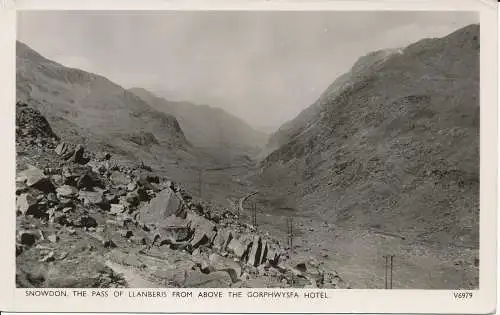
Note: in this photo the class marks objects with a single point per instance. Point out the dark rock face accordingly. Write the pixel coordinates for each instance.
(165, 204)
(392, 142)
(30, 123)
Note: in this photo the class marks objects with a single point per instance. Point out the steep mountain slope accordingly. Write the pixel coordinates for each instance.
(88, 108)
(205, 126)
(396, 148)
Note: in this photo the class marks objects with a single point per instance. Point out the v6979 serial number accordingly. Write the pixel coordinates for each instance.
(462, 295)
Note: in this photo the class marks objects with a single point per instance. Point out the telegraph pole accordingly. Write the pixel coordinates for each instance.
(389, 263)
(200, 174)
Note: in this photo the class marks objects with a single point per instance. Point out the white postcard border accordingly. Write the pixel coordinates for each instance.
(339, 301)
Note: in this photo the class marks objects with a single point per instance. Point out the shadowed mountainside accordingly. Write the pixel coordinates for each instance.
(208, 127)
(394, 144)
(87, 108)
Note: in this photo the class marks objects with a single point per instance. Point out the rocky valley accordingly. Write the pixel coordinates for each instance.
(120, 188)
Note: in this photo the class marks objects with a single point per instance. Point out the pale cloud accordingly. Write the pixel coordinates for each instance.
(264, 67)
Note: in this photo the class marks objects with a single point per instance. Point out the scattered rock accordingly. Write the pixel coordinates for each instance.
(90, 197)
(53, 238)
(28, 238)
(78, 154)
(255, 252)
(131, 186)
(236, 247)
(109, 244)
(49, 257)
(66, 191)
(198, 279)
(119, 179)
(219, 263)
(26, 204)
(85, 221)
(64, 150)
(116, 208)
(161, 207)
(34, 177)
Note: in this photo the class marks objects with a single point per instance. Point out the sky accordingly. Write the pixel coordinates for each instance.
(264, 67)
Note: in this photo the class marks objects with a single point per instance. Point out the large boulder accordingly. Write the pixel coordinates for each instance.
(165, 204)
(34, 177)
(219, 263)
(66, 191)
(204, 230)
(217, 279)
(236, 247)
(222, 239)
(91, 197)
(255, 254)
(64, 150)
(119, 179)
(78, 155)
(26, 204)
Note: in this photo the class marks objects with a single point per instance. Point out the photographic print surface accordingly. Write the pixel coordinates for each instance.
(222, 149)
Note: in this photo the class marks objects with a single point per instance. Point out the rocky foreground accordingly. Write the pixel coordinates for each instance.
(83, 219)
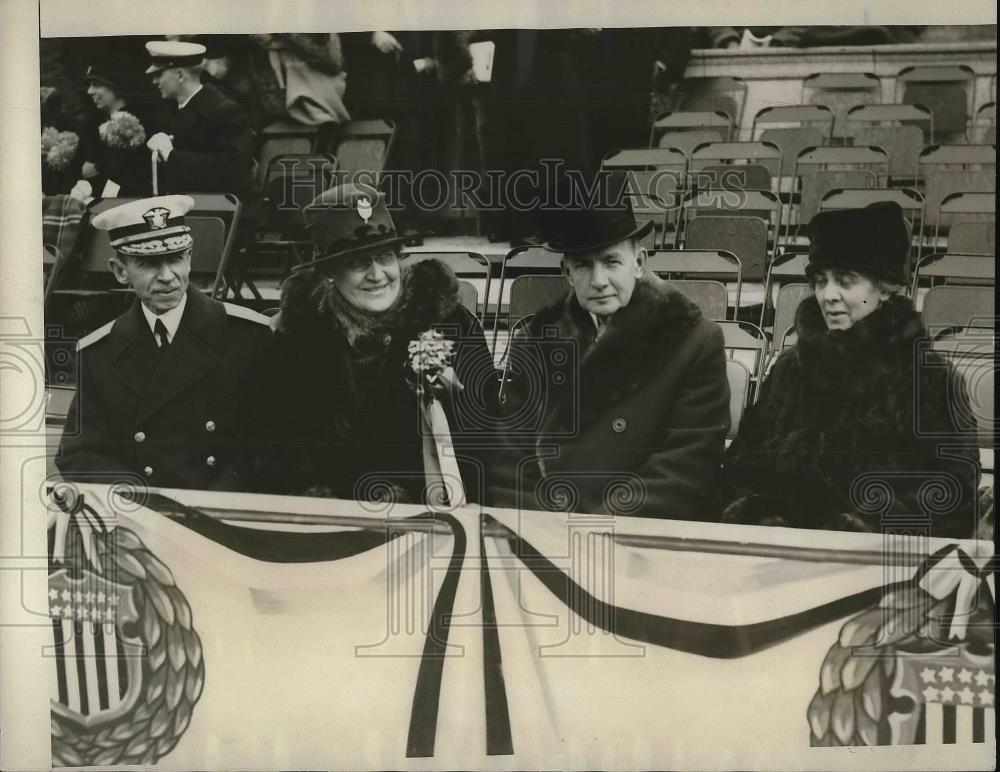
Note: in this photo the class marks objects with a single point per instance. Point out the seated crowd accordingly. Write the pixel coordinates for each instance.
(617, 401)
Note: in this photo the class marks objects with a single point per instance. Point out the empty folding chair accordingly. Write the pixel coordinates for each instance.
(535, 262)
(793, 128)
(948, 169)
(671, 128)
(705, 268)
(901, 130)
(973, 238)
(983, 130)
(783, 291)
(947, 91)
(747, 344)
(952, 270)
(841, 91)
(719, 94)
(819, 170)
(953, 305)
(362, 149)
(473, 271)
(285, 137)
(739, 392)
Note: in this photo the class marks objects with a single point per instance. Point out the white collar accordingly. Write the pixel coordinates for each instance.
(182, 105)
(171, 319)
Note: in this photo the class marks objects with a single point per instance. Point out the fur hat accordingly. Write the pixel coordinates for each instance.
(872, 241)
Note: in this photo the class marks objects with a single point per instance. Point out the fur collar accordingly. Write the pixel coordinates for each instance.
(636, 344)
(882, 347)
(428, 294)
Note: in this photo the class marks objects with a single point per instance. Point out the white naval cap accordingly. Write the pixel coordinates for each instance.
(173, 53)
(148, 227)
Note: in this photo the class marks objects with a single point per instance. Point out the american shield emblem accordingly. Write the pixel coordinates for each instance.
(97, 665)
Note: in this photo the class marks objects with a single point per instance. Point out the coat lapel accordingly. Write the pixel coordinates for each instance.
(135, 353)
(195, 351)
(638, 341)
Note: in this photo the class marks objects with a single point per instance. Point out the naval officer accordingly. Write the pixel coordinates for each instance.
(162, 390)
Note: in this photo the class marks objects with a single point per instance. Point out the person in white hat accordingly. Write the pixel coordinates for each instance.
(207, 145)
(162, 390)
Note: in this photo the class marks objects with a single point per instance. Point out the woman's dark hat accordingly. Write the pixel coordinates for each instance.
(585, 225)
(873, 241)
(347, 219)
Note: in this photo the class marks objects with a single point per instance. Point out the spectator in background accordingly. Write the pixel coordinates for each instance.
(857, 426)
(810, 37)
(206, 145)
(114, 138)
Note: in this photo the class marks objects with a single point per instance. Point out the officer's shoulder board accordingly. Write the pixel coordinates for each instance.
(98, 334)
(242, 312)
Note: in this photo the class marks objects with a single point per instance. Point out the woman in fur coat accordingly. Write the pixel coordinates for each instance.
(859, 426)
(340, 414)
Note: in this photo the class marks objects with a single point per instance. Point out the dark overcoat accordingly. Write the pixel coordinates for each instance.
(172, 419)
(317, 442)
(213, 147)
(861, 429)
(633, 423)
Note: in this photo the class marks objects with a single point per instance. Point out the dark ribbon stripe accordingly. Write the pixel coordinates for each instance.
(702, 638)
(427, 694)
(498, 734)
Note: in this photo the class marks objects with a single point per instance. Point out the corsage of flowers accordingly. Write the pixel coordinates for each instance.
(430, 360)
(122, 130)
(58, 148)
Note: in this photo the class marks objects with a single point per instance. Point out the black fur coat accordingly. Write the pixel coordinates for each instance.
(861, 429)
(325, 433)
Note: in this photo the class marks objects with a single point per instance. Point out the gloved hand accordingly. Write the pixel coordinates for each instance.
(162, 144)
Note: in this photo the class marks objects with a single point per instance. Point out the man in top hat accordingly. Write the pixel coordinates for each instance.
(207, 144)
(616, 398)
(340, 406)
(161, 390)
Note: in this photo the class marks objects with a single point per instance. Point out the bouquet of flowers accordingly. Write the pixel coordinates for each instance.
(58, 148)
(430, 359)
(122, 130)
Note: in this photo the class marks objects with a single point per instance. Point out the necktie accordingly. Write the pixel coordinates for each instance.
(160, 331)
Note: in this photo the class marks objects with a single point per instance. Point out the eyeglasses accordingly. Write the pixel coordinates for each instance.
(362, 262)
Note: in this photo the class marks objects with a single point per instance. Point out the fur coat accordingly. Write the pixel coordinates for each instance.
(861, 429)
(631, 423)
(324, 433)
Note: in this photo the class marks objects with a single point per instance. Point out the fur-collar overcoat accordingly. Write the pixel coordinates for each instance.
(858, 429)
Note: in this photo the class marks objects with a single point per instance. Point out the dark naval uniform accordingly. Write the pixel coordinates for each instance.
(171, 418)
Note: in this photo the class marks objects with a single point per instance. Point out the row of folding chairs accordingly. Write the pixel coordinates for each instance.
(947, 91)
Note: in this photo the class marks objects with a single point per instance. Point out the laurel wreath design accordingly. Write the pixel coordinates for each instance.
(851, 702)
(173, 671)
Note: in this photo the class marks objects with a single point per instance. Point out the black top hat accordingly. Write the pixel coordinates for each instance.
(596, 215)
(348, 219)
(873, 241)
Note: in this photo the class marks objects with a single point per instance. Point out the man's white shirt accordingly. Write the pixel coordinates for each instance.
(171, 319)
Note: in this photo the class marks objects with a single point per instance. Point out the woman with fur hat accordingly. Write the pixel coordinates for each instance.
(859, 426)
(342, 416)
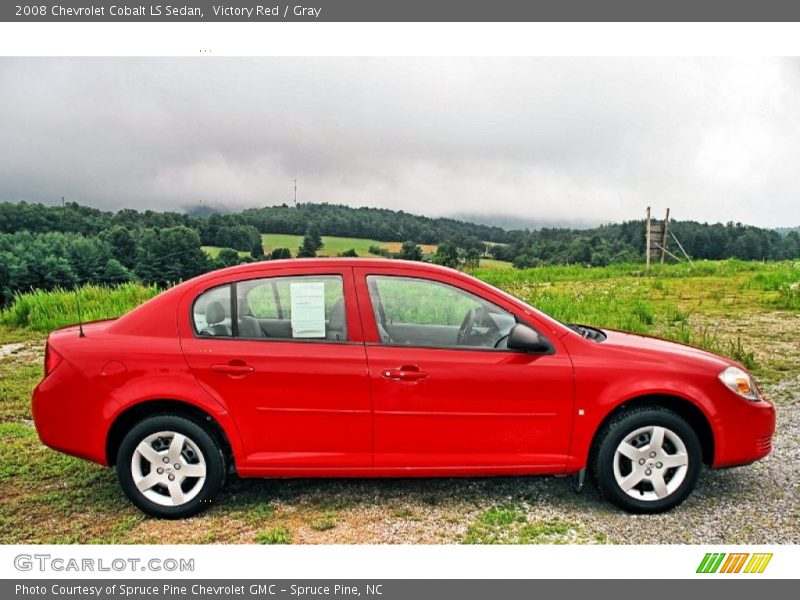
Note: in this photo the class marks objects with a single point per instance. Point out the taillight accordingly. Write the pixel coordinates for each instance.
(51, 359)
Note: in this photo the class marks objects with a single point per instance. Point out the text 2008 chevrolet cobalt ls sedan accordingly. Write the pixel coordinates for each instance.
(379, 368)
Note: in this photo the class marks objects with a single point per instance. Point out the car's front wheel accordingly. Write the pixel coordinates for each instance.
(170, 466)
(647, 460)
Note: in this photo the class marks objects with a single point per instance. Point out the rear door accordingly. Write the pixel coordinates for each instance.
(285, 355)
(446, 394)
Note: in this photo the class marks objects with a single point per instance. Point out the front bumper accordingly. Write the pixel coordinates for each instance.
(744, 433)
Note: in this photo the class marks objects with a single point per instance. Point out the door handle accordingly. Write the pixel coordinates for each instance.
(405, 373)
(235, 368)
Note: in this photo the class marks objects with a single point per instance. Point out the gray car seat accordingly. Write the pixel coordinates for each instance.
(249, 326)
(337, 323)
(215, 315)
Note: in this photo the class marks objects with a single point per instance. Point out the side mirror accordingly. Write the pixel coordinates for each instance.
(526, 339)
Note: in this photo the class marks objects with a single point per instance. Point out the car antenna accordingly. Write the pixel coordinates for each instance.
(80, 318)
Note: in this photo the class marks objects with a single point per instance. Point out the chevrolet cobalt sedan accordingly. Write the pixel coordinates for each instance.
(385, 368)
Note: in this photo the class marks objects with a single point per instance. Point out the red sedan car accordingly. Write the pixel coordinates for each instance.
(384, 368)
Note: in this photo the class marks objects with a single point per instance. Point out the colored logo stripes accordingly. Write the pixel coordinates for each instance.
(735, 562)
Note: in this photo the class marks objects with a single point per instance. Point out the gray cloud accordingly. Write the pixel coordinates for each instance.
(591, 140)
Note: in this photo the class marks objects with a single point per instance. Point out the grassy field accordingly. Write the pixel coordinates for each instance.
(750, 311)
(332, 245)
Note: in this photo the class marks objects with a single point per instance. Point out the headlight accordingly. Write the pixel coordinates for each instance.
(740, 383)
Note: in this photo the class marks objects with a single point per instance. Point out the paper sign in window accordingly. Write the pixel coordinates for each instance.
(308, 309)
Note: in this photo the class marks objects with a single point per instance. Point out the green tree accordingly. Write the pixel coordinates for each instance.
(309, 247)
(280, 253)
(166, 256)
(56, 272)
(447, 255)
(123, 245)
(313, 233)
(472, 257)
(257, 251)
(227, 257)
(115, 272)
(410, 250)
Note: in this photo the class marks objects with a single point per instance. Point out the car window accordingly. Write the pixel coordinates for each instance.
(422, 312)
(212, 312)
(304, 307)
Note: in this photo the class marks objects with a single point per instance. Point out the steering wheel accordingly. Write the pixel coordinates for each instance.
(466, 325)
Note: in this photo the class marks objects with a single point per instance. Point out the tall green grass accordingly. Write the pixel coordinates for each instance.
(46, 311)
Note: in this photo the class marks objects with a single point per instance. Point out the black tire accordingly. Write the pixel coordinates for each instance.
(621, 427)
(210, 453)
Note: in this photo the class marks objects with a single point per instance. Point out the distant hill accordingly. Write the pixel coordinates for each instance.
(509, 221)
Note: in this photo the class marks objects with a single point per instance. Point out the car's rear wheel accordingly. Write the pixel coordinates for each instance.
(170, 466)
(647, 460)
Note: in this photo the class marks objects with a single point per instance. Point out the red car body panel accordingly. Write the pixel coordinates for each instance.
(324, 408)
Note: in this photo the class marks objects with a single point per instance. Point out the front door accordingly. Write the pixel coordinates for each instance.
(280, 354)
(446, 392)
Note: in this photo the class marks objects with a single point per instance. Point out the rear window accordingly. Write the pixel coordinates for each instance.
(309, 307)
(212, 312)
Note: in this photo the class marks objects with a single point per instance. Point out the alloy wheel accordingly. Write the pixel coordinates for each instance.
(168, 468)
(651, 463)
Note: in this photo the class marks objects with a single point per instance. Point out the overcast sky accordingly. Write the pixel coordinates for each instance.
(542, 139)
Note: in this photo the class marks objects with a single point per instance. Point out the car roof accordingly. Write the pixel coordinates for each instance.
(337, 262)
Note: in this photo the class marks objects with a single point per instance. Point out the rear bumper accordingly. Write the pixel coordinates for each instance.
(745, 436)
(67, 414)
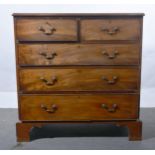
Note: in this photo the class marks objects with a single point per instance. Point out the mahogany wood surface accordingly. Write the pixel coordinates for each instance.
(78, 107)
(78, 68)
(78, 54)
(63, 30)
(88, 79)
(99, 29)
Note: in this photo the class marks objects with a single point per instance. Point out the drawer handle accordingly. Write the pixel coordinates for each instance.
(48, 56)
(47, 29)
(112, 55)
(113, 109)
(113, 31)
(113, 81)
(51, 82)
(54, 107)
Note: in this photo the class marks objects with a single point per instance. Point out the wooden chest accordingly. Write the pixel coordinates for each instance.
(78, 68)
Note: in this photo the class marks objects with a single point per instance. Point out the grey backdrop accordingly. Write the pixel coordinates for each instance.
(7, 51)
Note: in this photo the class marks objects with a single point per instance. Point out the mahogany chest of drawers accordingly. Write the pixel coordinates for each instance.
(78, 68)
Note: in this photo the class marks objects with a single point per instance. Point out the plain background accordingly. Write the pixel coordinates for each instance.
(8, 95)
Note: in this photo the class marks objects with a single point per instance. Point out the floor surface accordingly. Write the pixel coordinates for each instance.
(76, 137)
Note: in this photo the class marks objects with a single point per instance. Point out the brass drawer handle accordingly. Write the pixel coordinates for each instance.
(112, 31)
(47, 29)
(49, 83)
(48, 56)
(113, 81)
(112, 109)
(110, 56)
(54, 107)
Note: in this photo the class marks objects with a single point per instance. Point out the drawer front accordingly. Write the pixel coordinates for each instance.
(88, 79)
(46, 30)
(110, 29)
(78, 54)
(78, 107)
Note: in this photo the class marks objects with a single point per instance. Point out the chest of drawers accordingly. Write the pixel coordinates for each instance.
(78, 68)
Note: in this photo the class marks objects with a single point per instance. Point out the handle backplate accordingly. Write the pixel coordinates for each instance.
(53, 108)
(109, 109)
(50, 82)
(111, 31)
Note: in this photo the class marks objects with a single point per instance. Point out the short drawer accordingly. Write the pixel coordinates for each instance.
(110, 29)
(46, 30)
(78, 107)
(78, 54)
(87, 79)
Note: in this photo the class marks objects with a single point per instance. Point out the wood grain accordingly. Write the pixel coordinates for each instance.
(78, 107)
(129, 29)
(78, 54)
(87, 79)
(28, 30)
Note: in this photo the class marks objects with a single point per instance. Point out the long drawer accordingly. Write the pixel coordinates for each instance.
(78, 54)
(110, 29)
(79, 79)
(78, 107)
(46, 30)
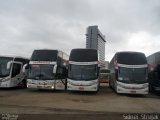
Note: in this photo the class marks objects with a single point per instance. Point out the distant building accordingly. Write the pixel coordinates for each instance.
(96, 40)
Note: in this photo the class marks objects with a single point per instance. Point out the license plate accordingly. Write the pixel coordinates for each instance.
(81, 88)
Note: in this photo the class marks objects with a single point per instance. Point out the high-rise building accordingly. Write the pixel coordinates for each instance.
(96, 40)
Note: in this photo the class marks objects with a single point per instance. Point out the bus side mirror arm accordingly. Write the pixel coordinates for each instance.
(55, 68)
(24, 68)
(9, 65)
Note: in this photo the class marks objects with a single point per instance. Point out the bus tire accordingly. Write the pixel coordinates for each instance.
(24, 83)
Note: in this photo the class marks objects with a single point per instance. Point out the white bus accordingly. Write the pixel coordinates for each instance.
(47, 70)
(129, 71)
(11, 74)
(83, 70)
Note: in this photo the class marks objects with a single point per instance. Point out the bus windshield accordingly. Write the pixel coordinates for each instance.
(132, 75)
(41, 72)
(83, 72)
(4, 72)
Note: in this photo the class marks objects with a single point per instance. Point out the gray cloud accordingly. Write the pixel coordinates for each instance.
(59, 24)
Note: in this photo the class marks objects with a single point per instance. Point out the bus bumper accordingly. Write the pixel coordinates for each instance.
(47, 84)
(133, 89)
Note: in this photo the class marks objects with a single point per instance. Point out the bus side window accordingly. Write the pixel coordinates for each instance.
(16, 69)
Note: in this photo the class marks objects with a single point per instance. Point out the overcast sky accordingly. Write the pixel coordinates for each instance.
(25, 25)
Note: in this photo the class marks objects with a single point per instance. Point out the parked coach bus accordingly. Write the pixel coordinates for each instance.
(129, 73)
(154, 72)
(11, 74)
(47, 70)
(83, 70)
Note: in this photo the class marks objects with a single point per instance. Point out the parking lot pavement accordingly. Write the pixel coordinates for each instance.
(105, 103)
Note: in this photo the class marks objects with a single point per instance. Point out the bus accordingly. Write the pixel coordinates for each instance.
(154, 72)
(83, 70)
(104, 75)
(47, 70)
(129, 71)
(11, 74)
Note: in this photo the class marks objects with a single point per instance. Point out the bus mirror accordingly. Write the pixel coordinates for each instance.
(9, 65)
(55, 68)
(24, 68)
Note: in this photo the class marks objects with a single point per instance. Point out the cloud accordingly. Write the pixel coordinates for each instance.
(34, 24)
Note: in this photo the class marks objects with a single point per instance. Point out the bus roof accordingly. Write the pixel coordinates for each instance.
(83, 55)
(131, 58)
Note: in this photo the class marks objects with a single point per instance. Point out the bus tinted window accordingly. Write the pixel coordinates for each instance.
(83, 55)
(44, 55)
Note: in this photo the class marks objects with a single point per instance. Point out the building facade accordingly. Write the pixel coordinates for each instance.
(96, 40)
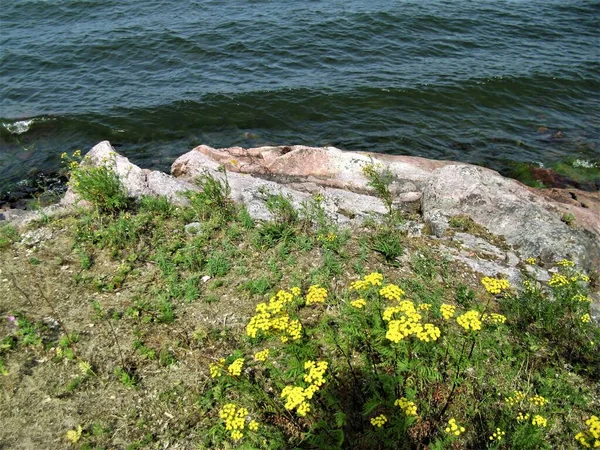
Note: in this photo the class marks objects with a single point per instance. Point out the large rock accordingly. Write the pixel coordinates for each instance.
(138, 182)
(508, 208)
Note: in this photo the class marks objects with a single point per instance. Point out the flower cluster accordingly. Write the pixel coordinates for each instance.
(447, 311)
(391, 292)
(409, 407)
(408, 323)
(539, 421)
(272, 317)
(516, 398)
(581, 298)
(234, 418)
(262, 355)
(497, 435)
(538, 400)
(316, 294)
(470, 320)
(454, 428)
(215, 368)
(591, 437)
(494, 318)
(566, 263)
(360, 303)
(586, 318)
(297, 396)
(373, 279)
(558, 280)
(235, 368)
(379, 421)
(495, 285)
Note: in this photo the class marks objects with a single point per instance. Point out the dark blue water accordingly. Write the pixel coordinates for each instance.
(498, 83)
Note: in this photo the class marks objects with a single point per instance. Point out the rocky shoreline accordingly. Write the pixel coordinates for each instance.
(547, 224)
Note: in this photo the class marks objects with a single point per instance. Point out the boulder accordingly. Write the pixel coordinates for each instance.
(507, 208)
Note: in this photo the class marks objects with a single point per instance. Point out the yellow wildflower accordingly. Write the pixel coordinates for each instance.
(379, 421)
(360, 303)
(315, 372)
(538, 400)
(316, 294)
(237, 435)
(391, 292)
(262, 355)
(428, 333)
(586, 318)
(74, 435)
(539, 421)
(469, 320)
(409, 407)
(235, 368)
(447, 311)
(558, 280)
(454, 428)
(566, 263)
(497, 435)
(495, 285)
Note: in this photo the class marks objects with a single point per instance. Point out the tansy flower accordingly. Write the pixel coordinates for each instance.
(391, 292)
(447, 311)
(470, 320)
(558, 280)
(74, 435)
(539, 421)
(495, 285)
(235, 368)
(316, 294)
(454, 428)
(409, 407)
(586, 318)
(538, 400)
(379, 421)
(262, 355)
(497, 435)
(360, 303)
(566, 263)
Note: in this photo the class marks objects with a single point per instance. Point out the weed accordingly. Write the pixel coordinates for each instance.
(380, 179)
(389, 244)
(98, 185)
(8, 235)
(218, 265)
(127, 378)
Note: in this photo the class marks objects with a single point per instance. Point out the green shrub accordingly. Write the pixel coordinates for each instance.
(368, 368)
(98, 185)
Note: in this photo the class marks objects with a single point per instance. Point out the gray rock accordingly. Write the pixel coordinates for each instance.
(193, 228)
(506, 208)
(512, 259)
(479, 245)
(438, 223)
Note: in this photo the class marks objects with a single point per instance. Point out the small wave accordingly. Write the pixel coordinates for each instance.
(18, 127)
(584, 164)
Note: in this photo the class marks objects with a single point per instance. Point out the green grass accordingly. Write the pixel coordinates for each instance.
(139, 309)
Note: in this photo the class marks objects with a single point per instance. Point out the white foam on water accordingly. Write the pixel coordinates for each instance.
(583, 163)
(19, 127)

§ YOUR TASK:
Only these are to be transcribed: the line with "the green grass" and every line after it through the last line of the entries, each exactly.

§ SOLUTION TO THIS EXERCISE:
Note: in this photo the class marks objects with a single point per instance. Point out the green grass accordingly. Write the pixel coordinates for each instance.
(139, 309)
Note: in this photo the class marks objects with a single point per instance. Point out the white foam on water accordingly. Write the pixel coordinates for each instance.
(583, 163)
(19, 127)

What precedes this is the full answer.